**STUDY QUESTIONS**
**A.** Translate this sentence from the Red Eye post into Spanish: "Around the corner I took a rough path through the scrub and onto the edge of the partial lagoon in the bend of the river."
**B.** Answer these questions using the Red Eye post:
(i) Which bird took flight from the settling beds?
(ii) From where did a Kingfisher watch the waters below?
(iii) What looked on from a reed on the small pond in Springhead Meadow?
**C.** Reproduce the Red Eye post from "From Cuckoo Bridge" to "the nearby willows.".

**TEXT PASSAGE**
_____

Friday 14 July 2017

Red Eye

 
I did record a bit of bird activity last Sunday on the Wildspace.  A Little Ringed Plover took flight from the settling beds and called voraciously over the river and onto the Potters site - it would be great to see some juveniles in a few weeks time.  An adult Garden Warbler was also a real surprise beneath the big Oak tree in the middle of the Wildspace.  I was on the lookout for Black-tailed Skimmers to add to the Big Year list and there was plenty of Odonata on the wing.  Ruddy Darter and Brown Hawker were evident around the first nettle bed along the riverside.  An Emperor hawked high above the in the canopy and following this it had an altercation with a Damselfly hanging high above on a bare branch.  Once it returned to it's lookout it looked like a Willow Emerald and taking a photo was able to crop in to see the spur on the thorax that confirmed it's identity, the first of the year for this recent arrival, first recorded for the county at Roswell Pits.  Around the corner I took a rough path through the scrub and onto the edge of the partial lagoon in the bend of the river.  Watching the damselflies here I thought they looked to have upward bending bodies and they appeared small but when I looked at the photos I had taken they didn't seem to have the X shape on the last segment that would have confirmed Small Red=eyed Damselfly.  However when I returned home and looked at the pictures a couple did show the distinctive marks, a new damselfly for the Wildspace.
 


 
From Cuckoo Bridge a Kingfisher patiently eyed the waters below and caught several fish before taking on back to some very vocal young hunger calling from the nearby willows.
 
 
 
Along the river bank I found a Black-tailed Skimmer resting on the bare earth, exactly as it should have been.  Further around an Emerald Damselfly along a stagnant ditch was my first of the year and on a small pond in Springhead Meadow a femal Broad Bodied Chaser was ovipositing, in constant movement and a Four-spotted Chaser looked on from a reed.  Purple Hairstreaks were evident on each of the Oak trees I checked, great to see these in numbers.  A great little spell out in the Wildspace.

_____

**MATERIAL SHOWN**
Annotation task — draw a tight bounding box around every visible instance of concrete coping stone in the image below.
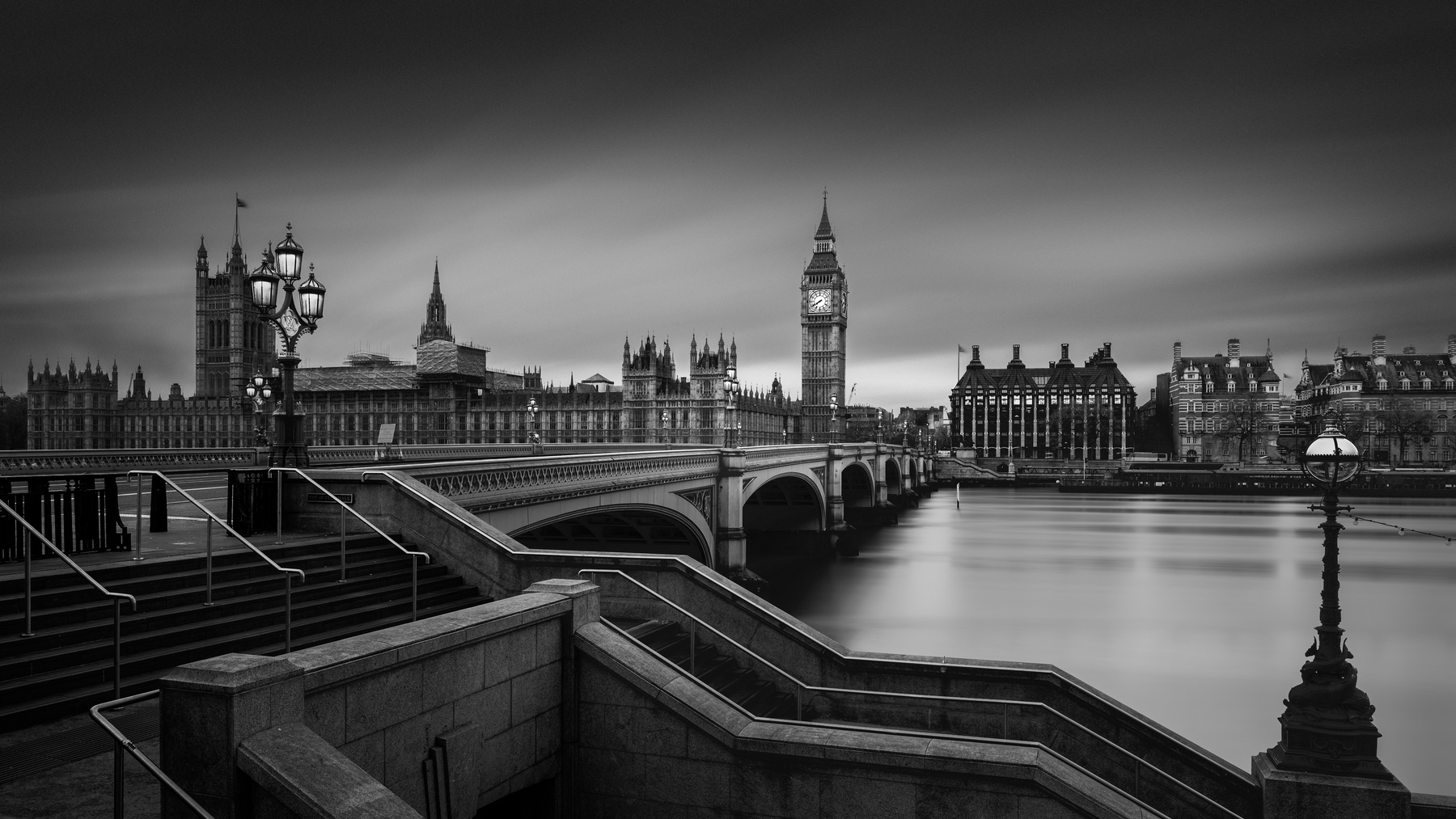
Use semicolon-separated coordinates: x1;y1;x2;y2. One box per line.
162;653;303;695
237;723;419;819
286;592;572;691
523;577;597;598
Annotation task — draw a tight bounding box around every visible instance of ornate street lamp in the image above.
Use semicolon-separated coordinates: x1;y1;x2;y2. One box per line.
243;375;273;446
724;364;743;448
1268;419;1395;779
526;395;542;455
248;222;324;467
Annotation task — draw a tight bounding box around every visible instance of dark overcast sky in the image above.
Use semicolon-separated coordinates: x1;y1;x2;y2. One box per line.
0;3;1456;406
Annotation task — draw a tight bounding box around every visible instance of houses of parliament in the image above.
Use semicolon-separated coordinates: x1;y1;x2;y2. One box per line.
26;196;849;450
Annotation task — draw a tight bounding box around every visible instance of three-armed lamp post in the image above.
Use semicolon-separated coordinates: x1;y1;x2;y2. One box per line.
526;395;542;455
248;222;324;467
724;364;743;448
1268;419;1395;779
243;375;273;446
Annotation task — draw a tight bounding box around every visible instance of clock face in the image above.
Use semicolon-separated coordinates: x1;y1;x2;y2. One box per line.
810;289;828;313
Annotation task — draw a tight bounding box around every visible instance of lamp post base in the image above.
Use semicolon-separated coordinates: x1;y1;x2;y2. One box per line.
268;415;309;468
1251;754;1411;819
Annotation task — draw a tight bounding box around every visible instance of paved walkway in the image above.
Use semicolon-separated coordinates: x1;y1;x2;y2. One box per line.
0;473;368;579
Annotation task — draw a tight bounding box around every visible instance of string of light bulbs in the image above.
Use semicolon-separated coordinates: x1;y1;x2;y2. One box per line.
1338;512;1453;546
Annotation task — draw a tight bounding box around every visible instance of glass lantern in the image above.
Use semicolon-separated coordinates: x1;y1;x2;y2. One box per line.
298;264;328;322
273;222;303;282
1300;420;1360;489
248;264;280;313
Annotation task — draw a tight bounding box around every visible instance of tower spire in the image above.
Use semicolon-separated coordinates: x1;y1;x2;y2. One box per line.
415;257;455;346
814;188;834;242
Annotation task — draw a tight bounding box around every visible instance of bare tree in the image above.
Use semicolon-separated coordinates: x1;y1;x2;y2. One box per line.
1376;399;1436;462
1214;395;1268;462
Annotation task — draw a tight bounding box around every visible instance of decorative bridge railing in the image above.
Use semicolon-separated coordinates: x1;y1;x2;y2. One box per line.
399;450;719;512
397;444;899;512
0;444;675;475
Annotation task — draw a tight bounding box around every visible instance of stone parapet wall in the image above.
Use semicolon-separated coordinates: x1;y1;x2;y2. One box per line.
575;624;1149;819
162;580;599;817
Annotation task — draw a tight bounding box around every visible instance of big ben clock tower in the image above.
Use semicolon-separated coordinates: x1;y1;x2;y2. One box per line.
799;191;849;442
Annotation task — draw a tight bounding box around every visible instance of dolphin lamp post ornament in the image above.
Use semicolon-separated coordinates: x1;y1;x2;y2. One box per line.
243;375;273;446
1268;419;1395;779
248;222;324;467
724;364;743;448
526;395;542;455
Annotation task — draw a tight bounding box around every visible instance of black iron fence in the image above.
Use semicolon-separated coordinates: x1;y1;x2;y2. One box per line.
227;468;278;537
0;475;131;562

_____

**SOLUTION SET**
**A.** Al doblar la esquina tomé un sendero accidentado a través del matorral hasta el borde de la laguna parcial en el recodo del río.

**B.**
(i) A Little Ringed Plover
(ii) From Cuckoo Bridge
(iii) A Four-spotted Chaser

**C.**
From Cuckoo Bridge a Kingfisher patiently eyed the waters below and caught several fish before taking on back to some very vocal young hunger calling from the nearby willows.